**Extract provided:**
● ● ● ●
The present study is the first one that included a comparison group to evaluate the impact of a government-subsidized supermarket on children’s food consumption. Results are consistent with other cross-sectional and pre/post studies, which suggest proximity to full-service supermarkets does not significantly impact dietary habits at least in the course of one year. It is worth noting that even though this was an area with considerably less access to supermarkets than others in New York City, almost all consumers were already shopping at supermarkets for most of the food they prepared at home. We need further work to determine what the exact definition of a ‘food desert’ should be – at what distance or density does poor access to a supermarket diminish diet? Future work to examine the impact of a supermarket on residents within the immediate neighbourhood v. the larger community may be helpful in this regard.

Low-income and ethnic minority neighbourhoods are underserved by supermarkets relative to their higher-income counterparts, and it is at face value logical that increasing availability of healthful foods could improve diets. However, the ubiquity of processed foods and pervasiveness of junk food marketing have implications for behaviour change and may thwart efforts to improve eating habits. It is possible that a more ‘healthful’ supermarket, one that devotes prime supermarket real estate to healthier options, offers discounts for smaller package sizes, and replaces candy and soda with fresh fruits and vegetables at cash registers could have a larger impact on health( Reference Nestle 42 ).

Given the spread of policies to address the food environment across the USA, it is crucial to evaluate the effectiveness of these as tools to promote healthy eating and ultimately impact obesity. Although supermarkets may increase access to healthful options, they also include and promote buying unhealthy foods that can contribute to poor diet and health. Further research is needed to determine whether healthy food retail expansion is an effective strategy for improving household food availability and dietary habits in children, and/or whether other strategies need to be considered perhaps simultaneously with a new supermarket.
● ● ● ●
**Available data:**

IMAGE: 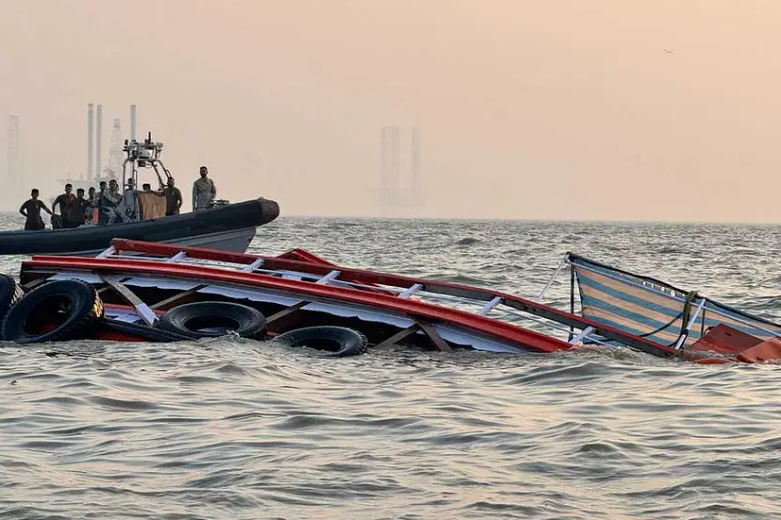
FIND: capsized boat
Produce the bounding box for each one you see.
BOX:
[0,132,279,256]
[6,239,781,363]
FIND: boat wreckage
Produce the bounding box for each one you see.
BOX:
[0,239,781,363]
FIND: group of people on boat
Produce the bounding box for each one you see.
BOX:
[19,166,217,230]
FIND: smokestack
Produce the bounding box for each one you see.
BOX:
[410,126,421,206]
[95,105,103,180]
[130,105,136,141]
[87,103,95,180]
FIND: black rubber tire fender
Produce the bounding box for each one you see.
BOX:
[100,318,192,343]
[159,302,266,339]
[274,325,369,357]
[0,274,24,321]
[2,280,104,344]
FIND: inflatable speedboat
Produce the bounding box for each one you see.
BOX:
[0,239,781,362]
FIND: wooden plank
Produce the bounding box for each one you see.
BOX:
[166,251,187,263]
[372,323,420,348]
[95,245,117,258]
[266,302,311,325]
[22,277,49,291]
[149,283,209,310]
[98,275,157,327]
[477,296,502,316]
[315,269,342,285]
[415,318,453,352]
[98,276,132,294]
[241,258,264,273]
[398,283,423,300]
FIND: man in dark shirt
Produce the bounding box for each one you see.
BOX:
[163,177,182,217]
[19,189,52,231]
[68,188,89,227]
[52,183,78,227]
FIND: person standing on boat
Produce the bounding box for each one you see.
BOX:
[84,187,98,224]
[98,179,122,224]
[193,166,217,211]
[52,182,76,228]
[19,188,54,231]
[67,188,89,227]
[117,179,141,222]
[163,177,182,217]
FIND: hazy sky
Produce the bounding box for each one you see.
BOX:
[0,0,781,222]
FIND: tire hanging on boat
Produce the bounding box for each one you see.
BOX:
[274,325,369,357]
[0,274,24,320]
[2,280,104,344]
[160,302,266,339]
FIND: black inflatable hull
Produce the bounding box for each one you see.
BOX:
[0,199,279,255]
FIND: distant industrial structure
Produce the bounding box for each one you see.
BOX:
[108,117,125,172]
[380,125,424,216]
[5,115,20,192]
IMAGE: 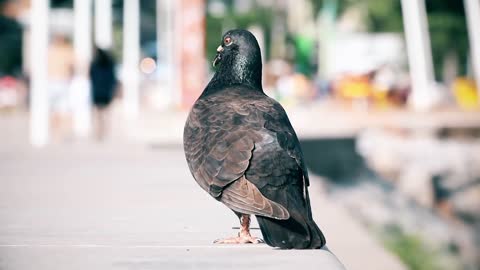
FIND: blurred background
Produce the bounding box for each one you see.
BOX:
[0,0,480,269]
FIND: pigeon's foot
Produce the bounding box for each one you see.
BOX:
[213,235,265,244]
[213,215,265,244]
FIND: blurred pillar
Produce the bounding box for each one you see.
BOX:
[71,0,92,137]
[157,0,178,105]
[30,0,49,147]
[464,0,480,97]
[175,0,206,109]
[402,0,434,110]
[122,0,140,119]
[95,0,113,50]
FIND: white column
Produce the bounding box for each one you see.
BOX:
[122,0,140,119]
[70,0,92,137]
[95,0,113,50]
[30,0,49,147]
[464,0,480,97]
[73,0,92,71]
[157,0,175,105]
[402,0,434,110]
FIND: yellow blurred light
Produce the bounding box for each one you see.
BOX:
[140,57,157,74]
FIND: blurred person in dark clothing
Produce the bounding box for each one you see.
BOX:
[90,48,117,140]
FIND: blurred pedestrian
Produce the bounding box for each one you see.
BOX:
[90,48,117,140]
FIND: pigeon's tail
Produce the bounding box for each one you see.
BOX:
[257,184,326,249]
[257,214,325,249]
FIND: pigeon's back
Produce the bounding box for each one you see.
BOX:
[184,86,325,248]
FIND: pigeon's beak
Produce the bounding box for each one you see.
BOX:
[212,45,223,67]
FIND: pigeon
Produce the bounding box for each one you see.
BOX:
[183,29,325,249]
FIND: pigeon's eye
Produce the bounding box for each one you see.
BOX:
[223,37,232,46]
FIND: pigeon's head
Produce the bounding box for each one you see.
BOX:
[213,29,261,67]
[203,30,262,95]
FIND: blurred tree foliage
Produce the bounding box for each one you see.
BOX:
[0,3,22,76]
[312,0,469,80]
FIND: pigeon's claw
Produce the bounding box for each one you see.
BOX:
[213,215,265,244]
[213,235,265,244]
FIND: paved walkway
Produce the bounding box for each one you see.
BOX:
[0,113,404,270]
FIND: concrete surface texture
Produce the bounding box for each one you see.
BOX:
[0,114,405,270]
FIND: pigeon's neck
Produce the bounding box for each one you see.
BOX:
[203,55,263,95]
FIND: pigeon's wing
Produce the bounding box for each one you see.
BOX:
[184,96,289,219]
[245,98,311,219]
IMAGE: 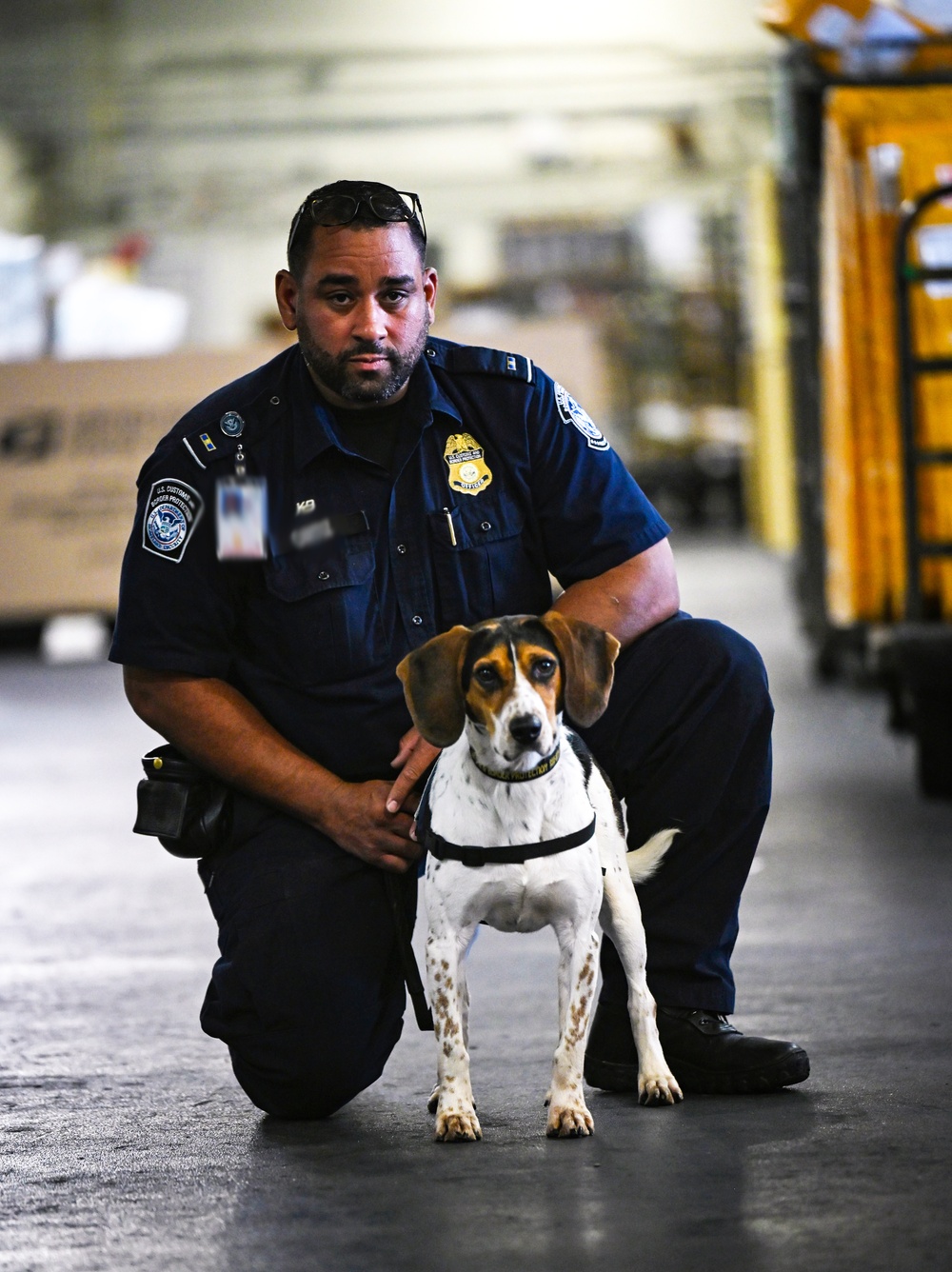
● ● ● ●
**Problems to work on:**
1. In the extract provided, where were almost all consumers already shopping for most of the food they prepared at home?
2. Retype the passage of the extract provided between "Given the spread" and "a new supermarket.", inclusive.

**Answers to the exercise:**
1. At supermarkets.

2.
Given the spread of policies to address the food environment across the USA, it is crucial to evaluate the effectiveness of these as tools to promote healthy eating and ultimately impact obesity. Although supermarkets may increase access to healthful options, they also include and promote buying unhealthy foods that can contribute to poor diet and health. Further research is needed to determine whether healthy food retail expansion is an effective strategy for improving household food availability and dietary habits in children, and/or whether other strategies need to be considered perhaps simultaneously with a new supermarket.